▸ Goal of the exercise: List each line of the rows below that contains the word "standing", copying every such line in full.

▸ Stored rows:
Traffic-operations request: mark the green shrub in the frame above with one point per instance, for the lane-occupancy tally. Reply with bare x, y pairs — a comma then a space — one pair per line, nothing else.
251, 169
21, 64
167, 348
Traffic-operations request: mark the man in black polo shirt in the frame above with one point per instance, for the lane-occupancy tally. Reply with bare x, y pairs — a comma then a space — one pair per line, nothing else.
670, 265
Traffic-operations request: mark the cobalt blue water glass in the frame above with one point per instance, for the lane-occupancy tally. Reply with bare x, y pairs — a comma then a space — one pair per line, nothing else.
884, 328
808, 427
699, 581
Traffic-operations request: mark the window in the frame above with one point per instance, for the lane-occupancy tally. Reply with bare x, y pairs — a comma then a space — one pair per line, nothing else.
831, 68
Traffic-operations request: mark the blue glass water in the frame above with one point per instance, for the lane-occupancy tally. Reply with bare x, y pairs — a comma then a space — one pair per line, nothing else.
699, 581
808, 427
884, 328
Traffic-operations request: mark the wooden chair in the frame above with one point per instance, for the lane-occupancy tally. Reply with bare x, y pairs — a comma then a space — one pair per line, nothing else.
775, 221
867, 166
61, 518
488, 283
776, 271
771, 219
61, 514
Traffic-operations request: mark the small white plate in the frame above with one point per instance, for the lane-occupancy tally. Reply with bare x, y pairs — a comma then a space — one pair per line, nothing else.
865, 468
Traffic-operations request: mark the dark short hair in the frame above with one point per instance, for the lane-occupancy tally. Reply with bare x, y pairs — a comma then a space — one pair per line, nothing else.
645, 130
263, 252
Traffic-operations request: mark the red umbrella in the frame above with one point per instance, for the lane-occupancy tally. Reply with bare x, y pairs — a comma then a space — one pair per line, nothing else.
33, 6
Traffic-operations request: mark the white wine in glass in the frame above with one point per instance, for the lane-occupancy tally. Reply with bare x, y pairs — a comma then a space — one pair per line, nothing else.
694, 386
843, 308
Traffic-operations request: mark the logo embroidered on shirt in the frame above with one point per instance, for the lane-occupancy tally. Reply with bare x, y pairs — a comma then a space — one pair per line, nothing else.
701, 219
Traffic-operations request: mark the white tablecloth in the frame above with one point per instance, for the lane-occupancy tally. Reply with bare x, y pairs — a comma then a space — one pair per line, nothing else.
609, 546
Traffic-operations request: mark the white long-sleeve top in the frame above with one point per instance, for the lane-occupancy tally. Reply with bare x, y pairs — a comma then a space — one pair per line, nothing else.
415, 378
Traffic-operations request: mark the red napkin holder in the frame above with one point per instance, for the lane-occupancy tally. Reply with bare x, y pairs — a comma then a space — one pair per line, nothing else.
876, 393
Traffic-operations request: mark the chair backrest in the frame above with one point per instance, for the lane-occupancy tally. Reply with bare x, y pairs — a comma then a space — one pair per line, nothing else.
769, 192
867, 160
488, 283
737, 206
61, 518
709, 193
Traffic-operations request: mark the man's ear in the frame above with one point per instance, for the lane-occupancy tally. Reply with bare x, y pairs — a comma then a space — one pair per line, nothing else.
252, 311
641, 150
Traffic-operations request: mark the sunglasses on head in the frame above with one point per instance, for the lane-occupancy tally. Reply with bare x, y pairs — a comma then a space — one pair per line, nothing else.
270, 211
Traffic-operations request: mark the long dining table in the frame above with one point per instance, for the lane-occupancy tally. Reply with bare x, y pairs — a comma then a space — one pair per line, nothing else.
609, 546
---
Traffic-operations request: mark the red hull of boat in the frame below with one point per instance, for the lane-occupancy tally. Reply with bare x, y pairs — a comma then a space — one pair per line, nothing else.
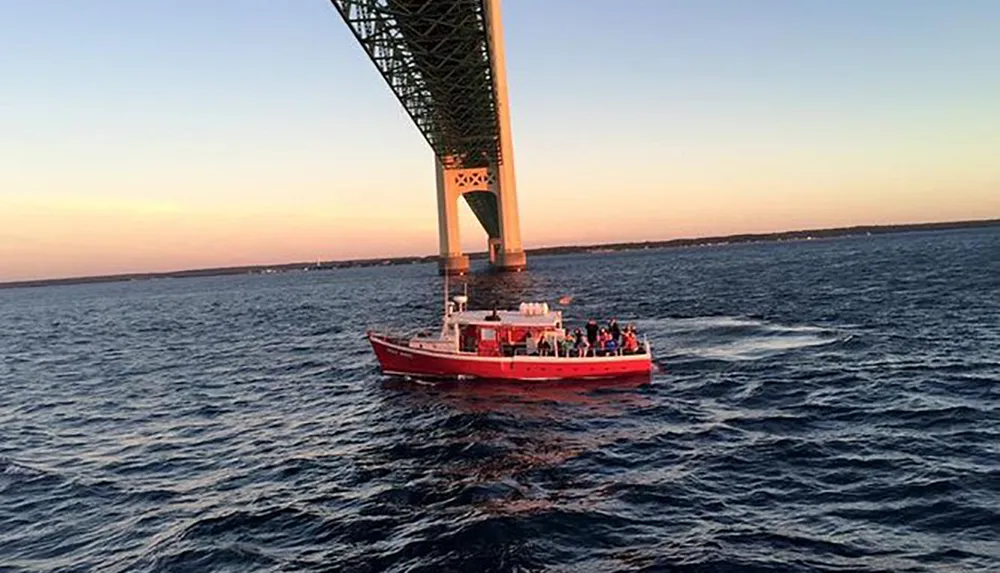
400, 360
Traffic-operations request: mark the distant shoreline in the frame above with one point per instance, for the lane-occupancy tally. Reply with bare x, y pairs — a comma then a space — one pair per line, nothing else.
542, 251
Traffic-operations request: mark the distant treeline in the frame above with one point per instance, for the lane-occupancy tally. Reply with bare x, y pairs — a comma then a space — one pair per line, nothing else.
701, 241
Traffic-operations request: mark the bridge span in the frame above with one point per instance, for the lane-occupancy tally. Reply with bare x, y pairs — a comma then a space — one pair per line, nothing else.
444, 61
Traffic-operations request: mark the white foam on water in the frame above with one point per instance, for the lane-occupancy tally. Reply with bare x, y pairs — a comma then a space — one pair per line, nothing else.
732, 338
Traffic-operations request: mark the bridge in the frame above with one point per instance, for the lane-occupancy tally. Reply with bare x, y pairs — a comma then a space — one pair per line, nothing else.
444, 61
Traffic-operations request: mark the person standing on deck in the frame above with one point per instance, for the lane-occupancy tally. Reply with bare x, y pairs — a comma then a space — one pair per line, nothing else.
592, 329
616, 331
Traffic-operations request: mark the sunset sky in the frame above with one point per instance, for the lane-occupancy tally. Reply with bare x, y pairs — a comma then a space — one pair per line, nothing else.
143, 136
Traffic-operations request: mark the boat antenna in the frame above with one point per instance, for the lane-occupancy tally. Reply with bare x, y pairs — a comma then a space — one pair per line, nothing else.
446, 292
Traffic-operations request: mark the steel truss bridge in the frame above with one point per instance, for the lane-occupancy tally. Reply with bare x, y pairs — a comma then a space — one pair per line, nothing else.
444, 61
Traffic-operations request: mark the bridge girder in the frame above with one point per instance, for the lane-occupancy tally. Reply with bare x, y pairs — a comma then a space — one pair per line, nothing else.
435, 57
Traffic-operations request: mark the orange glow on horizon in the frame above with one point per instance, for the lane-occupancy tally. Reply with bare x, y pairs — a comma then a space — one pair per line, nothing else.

▸ Solved problem:
Traffic-operations request: mark the person standing on deck in the frame above with one point per instance, for the lane-occupancy tally. Reply with bare x, y pairs — a comma then a space — one pair per line, nothing else.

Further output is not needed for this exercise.